> _Do this_
Could you reproduce all the items below word for word, leaving the pictures out of your answer?

** start of Extracted material **

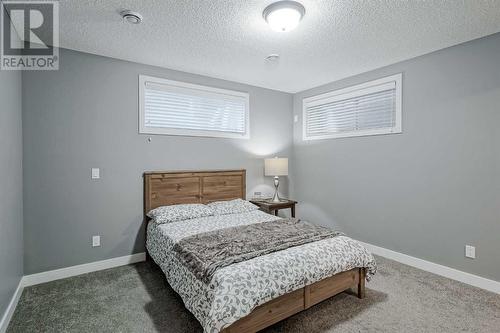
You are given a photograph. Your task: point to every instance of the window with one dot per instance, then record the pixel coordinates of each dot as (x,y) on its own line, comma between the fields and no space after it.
(178,108)
(371,108)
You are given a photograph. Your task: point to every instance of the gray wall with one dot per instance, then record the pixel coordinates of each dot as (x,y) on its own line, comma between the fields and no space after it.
(11,197)
(86,115)
(430,190)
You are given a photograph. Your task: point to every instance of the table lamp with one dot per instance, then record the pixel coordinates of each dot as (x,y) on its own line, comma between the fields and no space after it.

** end of Extracted material **

> _Reply_
You are given a photograph. Your task: point to every instance of the window with one dot per instance, then record the pixel coordinates of each dot as (x,y) on its own line, comma between the fields and no space after it.
(178,108)
(371,108)
You are given a photograph. Your task: point to every instance of the gray wall with one dot per instance, then record the pixel coordinates of each dot as (x,y) on its own line, comma between the fields and no space after it.
(11,197)
(86,115)
(430,190)
You are given a photograph. Your task: point to every instance of the table lamp with one dot per instance, then record the pixel coordinates of each dot as (x,y) on its own line, comma between the fields and no space after it.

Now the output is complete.